## Extracted information
________________________________________
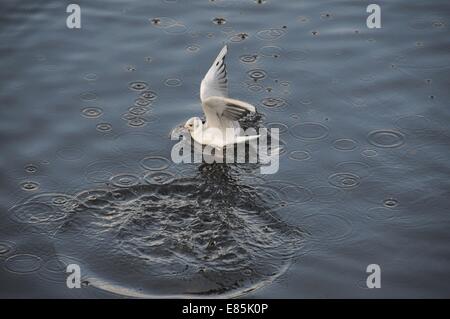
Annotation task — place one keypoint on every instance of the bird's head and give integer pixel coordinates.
(193, 123)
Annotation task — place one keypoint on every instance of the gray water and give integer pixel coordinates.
(87, 178)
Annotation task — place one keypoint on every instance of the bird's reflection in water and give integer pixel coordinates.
(206, 235)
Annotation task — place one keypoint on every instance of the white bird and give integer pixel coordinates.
(222, 113)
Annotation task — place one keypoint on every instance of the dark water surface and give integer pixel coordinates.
(87, 178)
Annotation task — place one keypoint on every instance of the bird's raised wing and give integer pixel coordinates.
(220, 111)
(215, 82)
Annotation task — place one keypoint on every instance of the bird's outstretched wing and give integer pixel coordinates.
(215, 82)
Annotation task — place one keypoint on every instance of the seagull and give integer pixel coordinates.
(221, 112)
________________________________________
## Problem requirements
Repeat the records word for word, starting at the line that contains "outstretched wing and give integer pixel coordinates." and ending at the final line of the records.

## Answer in full
Annotation task — place one keypoint on every instance of the bird's outstretched wing and give integer pixel coordinates.
(215, 82)
Annotation task — place one keypoint on every instance of the seagull and give integer pixel coordinates.
(221, 112)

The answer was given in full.